• [EXERCISE TASK]:
Arrange every line of the items below as a JSON list of strings, with one string per line and no entries for blank lines.
========================================================================
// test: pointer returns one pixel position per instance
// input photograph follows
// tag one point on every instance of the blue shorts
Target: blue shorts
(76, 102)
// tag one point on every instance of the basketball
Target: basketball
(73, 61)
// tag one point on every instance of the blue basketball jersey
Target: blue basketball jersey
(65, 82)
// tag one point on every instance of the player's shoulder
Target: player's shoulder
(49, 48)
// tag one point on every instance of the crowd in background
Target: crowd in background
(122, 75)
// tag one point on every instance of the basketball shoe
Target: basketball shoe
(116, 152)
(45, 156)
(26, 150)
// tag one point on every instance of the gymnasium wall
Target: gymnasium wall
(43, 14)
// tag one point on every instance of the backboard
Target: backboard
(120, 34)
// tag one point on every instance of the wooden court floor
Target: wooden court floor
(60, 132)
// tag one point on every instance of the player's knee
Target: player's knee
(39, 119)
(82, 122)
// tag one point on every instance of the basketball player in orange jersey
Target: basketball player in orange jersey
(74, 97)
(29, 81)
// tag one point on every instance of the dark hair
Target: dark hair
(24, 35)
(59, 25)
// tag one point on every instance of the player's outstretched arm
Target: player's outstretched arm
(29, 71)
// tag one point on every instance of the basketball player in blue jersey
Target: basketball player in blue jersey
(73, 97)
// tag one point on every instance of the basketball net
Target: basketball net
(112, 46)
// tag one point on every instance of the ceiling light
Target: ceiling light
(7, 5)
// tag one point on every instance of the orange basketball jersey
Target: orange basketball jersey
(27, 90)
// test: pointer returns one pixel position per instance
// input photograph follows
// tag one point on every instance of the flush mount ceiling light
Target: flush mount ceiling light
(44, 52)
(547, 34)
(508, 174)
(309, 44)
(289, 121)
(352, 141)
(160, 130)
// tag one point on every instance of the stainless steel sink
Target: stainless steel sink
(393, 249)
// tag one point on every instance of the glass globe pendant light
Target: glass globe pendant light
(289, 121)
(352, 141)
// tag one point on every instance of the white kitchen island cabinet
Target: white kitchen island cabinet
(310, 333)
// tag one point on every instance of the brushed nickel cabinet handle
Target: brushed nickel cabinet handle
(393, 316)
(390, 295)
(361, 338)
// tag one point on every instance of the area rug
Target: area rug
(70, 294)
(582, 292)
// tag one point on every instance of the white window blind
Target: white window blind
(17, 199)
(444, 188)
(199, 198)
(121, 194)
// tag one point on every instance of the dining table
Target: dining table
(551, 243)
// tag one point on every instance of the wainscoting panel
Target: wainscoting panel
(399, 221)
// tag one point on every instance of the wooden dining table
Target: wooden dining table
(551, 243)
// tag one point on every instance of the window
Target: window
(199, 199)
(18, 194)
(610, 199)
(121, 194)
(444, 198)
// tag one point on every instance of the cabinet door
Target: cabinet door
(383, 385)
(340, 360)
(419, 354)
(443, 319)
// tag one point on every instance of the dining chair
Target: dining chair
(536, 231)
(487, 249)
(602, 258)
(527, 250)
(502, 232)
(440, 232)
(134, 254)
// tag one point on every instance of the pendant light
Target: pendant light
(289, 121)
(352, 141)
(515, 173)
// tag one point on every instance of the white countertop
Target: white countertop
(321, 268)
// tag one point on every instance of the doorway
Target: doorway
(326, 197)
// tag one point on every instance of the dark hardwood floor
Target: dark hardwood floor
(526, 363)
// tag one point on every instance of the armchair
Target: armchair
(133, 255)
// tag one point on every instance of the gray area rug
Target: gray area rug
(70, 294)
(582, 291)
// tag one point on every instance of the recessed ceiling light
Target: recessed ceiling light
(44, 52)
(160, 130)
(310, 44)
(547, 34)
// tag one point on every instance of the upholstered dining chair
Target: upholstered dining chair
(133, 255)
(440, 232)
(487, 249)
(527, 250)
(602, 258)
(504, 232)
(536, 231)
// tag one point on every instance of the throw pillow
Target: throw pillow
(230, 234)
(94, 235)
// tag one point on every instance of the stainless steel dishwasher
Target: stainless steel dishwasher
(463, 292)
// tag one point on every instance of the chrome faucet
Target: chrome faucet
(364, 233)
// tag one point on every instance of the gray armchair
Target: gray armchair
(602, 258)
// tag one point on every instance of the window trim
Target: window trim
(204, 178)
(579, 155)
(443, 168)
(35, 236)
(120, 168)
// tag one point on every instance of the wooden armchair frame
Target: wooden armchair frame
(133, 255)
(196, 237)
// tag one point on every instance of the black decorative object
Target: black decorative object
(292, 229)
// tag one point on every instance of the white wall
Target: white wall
========================================================================
• [WRITTEN SOLUTION]:
[
  "// test: pointer returns one pixel position per instance",
  "// input photograph follows",
  "// tag one point on every instance of the blue shorts",
  "Target: blue shorts",
  "(76, 102)",
  "// tag one point on every instance of the basketball",
  "Target: basketball",
  "(73, 61)",
  "// tag one point on every instance of the blue basketball jersey",
  "Target: blue basketball jersey",
  "(65, 82)",
  "// tag one point on every instance of the player's shoulder",
  "Target: player's shoulder",
  "(49, 48)",
  "// tag one point on every instance of the crowd in background",
  "Target: crowd in background",
  "(122, 75)",
  "// tag one point on every instance of the basketball shoe",
  "Target: basketball shoe",
  "(116, 152)",
  "(45, 156)",
  "(26, 150)",
  "// tag one point on every instance of the gymnasium wall",
  "Target: gymnasium wall",
  "(43, 14)",
  "// tag one point on every instance of the backboard",
  "Target: backboard",
  "(120, 34)",
  "// tag one point on every instance of the wooden court floor",
  "Target: wooden court floor",
  "(60, 132)",
  "// tag one point on every instance of the player's knee",
  "Target: player's knee",
  "(39, 119)",
  "(82, 122)",
  "// tag one point on every instance of the basketball player in orange jersey",
  "Target: basketball player in orange jersey",
  "(74, 97)",
  "(29, 81)",
  "// tag one point on every instance of the dark hair",
  "Target: dark hair",
  "(24, 35)",
  "(59, 25)",
  "// tag one point on every instance of the player's outstretched arm",
  "Target: player's outstretched arm",
  "(29, 71)",
  "// tag one point on every instance of the basketball player in blue jersey",
  "Target: basketball player in blue jersey",
  "(73, 97)",
  "// tag one point on every instance of the basketball net",
  "Target: basketball net",
  "(112, 46)",
  "// tag one point on every instance of the ceiling light",
  "Target: ceiling light",
  "(7, 5)",
  "// tag one point on every instance of the orange basketball jersey",
  "Target: orange basketball jersey",
  "(27, 90)",
  "// test: pointer returns one pixel position per instance",
  "// input photograph follows",
  "// tag one point on every instance of the flush mount ceiling light",
  "Target: flush mount ceiling light",
  "(44, 52)",
  "(547, 34)",
  "(508, 174)",
  "(309, 44)",
  "(289, 121)",
  "(352, 141)",
  "(160, 130)",
  "// tag one point on every instance of the stainless steel sink",
  "Target: stainless steel sink",
  "(393, 249)",
  "// tag one point on every instance of the glass globe pendant light",
  "Target: glass globe pendant light",
  "(289, 121)",
  "(352, 141)",
  "// tag one point on every instance of the white kitchen island cabinet",
  "Target: white kitchen island cabinet",
  "(310, 333)",
  "// tag one point on every instance of the brushed nickel cabinet handle",
  "Target: brushed nickel cabinet handle",
  "(393, 316)",
  "(390, 295)",
  "(361, 338)",
  "// tag one point on every instance of the area rug",
  "Target: area rug",
  "(70, 294)",
  "(582, 292)",
  "// tag one point on every instance of the white window blind",
  "Target: white window blind",
  "(17, 199)",
  "(444, 188)",
  "(199, 198)",
  "(121, 194)",
  "// tag one point on every instance of the dining table",
  "Target: dining table",
  "(551, 243)",
  "// tag one point on every instance of the wainscoting panel",
  "Target: wainscoting panel",
  "(399, 221)",
  "// tag one point on every instance of the wooden dining table",
  "Target: wooden dining table",
  "(551, 243)",
  "// tag one point on every instance of the window",
  "Target: window",
  "(199, 199)",
  "(18, 194)",
  "(610, 199)",
  "(121, 194)",
  "(444, 198)",
  "// tag one point on every instance of the cabinet door",
  "Target: cabinet door",
  "(383, 385)",
  "(340, 360)",
  "(419, 354)",
  "(443, 319)",
  "// tag one point on every instance of the dining chair",
  "Target: dining chair",
  "(536, 231)",
  "(487, 249)",
  "(602, 258)",
  "(527, 250)",
  "(502, 232)",
  "(440, 232)",
  "(134, 254)",
  "// tag one point on every instance of the pendant light",
  "Target: pendant light",
  "(289, 121)",
  "(352, 141)",
  "(515, 173)",
  "// tag one point on every instance of the white countertop",
  "Target: white countertop",
  "(321, 268)",
  "// tag one point on every instance of the doorway",
  "Target: doorway",
  "(326, 197)",
  "// tag one point on every instance of the dark hardwood floor",
  "Target: dark hardwood floor",
  "(526, 363)",
  "// tag one point on every instance of the armchair",
  "Target: armchair",
  "(133, 255)",
  "// tag one point on every instance of the gray area rug",
  "Target: gray area rug",
  "(70, 294)",
  "(582, 291)",
  "// tag one point on every instance of the recessed ceiling light",
  "Target: recessed ceiling light",
  "(44, 52)",
  "(160, 130)",
  "(310, 44)",
  "(547, 34)",
  "// tag one point on every instance of the upholstered dining chair",
  "Target: upholstered dining chair",
  "(133, 255)",
  "(440, 232)",
  "(487, 249)",
  "(527, 250)",
  "(602, 258)",
  "(504, 232)",
  "(536, 231)",
  "// tag one point on every instance of the throw pillow",
  "Target: throw pillow",
  "(230, 234)",
  "(94, 235)",
  "// tag one point on every instance of the stainless steel dishwasher",
  "Target: stainless steel dishwasher",
  "(463, 292)",
  "// tag one point on every instance of the chrome faucet",
  "Target: chrome faucet",
  "(364, 233)",
  "// tag one point on every instance of the gray armchair",
  "Target: gray armchair",
  "(602, 258)",
  "// tag one point on every instance of the window trim",
  "Target: window trim",
  "(204, 178)",
  "(579, 155)",
  "(443, 168)",
  "(35, 236)",
  "(120, 168)",
  "// tag one point on every instance of the wooden armchair frame",
  "Target: wooden armchair frame",
  "(133, 255)",
  "(196, 237)",
  "// tag one point on every instance of the black decorative object",
  "Target: black decorative object",
  "(292, 229)",
  "// tag one point on every instance of the white wall",
  "Target: white wall"
]